Exercices:
(A) D'après le texte sur le Technocentre de Fessenheim, jusqu'à quelle date se déroulera le débat public ?
(B) Recopiez le texte sur le Technocentre de Fessenheim depuis « Publié le 14 » jusqu'à « fermés en 2020. » inclus.
(C) Les affirmations suivantes concordent-elles avec le texte sur le Technocentre de Fessenheim ? Répondez par oui ou non pour chacune et citez les mots du texte qui tranchent.
(i) Deux réacteurs du site de Fessenheim ont été fermés en 2020.
(ii) Le débat public est organisé par EDF.
(iii) La réunion publique d'ouverture du débat s'est tenue à Strasbourg.

Texte extrait:
■ ■ ■

Technocentre de Fessenheim : sept questions pour comprendre le projet de recyclage des métaux très faiblement radioactifs - Sfen

Technocentre de Fessenheim : sept questions pour comprendre le projet de recyclage des métaux très faiblement radioactifs

Publié le 14 octobre 2024 - Mis à jour le 15 octobre 2024

Le projet d’EDF de Technocentre à Fessenheim vise à valoriser les métaux très faiblement radioactifs (TFA) issus du démantèlement des installations nucléaires. Avec la réunion publique de lancement du débat ce 14 octobre 2024, les acteurs locaux, citoyens et parties prenantes sont invités à découvrir les enjeux et les bénéfices de ce projet qui permettra une reconversion durable de ce site où deux réacteurs ont été fermés en 2020.

Lundi 14 octobre, s’est tenue à Fessenheim la réunion publique d’ouverture du débat sur le projet de Technocentre. Cette rencontre marque le début d’un débat public qui se déroulera jusqu’au 7 février 2025 et qui doit permettre à tous les citoyens, acteurs locaux et parties prenantes de partager sur ce projet unique en France, porté par EDF. Le débat public est organisé par la Commission nationale du débat public (CNDP) et s’inscrit dans une démarche de transparence et de concertation. Dans la perspective de la première réunion, intitulée « Le Technocentre, quel projet, pour quoi faire ?« , voici quelques points essentiels tirés du dossier maître d’ouvrage.

■ ■ ■

Données fournies:
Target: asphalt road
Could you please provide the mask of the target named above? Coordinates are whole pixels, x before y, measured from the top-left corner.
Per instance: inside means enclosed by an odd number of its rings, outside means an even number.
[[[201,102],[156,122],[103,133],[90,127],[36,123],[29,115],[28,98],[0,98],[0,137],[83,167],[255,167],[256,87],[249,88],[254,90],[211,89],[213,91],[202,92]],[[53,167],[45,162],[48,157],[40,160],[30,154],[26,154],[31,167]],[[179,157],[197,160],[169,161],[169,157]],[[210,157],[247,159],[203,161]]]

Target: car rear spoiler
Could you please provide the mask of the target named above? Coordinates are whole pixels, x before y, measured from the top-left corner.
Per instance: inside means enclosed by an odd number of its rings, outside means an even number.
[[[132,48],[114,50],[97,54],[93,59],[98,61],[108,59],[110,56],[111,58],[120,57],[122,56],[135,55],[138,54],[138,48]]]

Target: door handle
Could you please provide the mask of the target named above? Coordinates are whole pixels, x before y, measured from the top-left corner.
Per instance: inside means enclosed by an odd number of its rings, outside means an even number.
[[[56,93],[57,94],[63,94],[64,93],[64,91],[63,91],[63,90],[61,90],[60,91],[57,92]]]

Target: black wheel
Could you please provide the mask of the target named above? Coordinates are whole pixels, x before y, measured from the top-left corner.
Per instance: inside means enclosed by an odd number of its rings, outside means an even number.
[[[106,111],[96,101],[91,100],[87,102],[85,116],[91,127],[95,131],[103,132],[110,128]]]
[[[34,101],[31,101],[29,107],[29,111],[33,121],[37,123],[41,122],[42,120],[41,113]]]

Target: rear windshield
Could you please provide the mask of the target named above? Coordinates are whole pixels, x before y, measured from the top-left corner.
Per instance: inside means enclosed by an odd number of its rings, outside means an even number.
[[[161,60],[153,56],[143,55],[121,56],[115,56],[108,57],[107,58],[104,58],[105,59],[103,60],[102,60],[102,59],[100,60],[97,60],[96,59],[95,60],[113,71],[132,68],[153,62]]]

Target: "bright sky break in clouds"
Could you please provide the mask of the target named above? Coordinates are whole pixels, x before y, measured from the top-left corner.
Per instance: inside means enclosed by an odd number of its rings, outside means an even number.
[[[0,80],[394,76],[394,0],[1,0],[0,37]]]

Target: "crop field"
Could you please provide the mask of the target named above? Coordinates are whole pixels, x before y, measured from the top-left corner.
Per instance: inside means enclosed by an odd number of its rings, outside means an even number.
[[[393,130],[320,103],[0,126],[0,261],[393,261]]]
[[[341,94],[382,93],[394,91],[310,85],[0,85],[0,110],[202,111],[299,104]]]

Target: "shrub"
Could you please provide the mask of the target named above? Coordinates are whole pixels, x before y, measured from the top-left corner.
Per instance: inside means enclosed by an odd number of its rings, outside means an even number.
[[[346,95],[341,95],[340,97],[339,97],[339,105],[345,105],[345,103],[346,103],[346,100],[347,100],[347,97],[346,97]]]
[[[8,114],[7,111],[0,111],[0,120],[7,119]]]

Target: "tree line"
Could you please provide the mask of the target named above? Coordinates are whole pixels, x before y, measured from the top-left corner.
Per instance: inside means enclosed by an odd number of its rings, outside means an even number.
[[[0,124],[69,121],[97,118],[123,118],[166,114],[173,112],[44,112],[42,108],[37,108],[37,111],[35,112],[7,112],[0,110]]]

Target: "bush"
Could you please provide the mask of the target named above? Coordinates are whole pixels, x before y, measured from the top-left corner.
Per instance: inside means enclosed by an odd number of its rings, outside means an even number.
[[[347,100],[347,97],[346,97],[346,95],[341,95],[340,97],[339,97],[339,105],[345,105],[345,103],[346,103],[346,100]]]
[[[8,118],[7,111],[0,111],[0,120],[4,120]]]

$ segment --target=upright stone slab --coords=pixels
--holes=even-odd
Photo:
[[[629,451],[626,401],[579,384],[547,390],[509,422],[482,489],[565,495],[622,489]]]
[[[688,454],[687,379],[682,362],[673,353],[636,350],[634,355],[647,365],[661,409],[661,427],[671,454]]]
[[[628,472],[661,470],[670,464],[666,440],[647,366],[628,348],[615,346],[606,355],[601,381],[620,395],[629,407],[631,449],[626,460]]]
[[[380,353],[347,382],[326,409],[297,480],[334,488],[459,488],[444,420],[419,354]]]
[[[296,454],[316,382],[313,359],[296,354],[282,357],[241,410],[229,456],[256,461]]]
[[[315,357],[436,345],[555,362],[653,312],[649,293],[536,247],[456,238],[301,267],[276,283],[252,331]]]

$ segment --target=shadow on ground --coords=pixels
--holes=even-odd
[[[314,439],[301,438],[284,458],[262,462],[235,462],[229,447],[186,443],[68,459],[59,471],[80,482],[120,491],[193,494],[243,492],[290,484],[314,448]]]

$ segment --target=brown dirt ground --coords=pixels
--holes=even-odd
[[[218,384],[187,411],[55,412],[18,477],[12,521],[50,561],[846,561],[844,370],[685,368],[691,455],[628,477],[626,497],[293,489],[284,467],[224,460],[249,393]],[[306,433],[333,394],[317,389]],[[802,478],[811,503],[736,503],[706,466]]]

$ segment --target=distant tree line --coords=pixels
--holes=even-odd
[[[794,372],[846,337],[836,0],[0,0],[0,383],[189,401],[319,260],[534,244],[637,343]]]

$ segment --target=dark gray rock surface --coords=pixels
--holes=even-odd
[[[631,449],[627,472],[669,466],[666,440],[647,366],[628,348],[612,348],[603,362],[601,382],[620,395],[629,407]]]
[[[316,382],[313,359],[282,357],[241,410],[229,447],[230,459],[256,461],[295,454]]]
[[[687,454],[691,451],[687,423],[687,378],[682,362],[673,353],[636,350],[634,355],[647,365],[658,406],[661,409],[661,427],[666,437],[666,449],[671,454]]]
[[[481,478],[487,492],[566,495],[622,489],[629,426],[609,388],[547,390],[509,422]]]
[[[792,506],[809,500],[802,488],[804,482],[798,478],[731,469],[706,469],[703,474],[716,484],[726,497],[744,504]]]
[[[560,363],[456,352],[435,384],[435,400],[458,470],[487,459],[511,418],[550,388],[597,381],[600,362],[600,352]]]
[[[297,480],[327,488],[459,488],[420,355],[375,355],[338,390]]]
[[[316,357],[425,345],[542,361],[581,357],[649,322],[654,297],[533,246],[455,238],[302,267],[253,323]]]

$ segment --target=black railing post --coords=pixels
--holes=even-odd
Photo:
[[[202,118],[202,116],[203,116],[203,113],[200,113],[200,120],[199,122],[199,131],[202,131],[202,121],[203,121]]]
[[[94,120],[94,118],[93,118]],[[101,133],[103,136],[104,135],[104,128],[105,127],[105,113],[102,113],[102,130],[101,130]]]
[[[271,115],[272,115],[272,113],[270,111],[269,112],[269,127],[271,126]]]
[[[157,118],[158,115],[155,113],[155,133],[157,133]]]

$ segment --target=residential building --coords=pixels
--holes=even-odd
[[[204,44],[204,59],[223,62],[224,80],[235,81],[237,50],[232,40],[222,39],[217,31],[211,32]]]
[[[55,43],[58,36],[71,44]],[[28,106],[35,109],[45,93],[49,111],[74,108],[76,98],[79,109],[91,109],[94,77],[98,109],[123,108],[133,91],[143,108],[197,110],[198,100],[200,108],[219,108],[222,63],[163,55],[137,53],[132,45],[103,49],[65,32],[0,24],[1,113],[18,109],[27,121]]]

■ ■ ■

Réponses rédigées:
(A) Jusqu'au 7 février 2025.

(B)
Publié le 14 octobre 2024 - Mis à jour le 15 octobre 2024

Le projet d’EDF de Technocentre à Fessenheim vise à valoriser les métaux très faiblement radioactifs (TFA) issus du démantèlement des installations nucléaires. Avec la réunion publique de lancement du débat ce 14 octobre 2024, les acteurs locaux, citoyens et parties prenantes sont invités à découvrir les enjeux et les bénéfices de ce projet qui permettra une reconversion durable de ce site où deux réacteurs ont été fermés en 2020.

(C)
(i) Oui : « où deux réacteurs ont été fermés en 2020 ».
(ii) Non : « Le débat public est organisé par la Commission nationale du débat public (CNDP) ».
(iii) Non : « Lundi 14 octobre, s’est tenue à Fessenheim la réunion publique d’ouverture du débat ».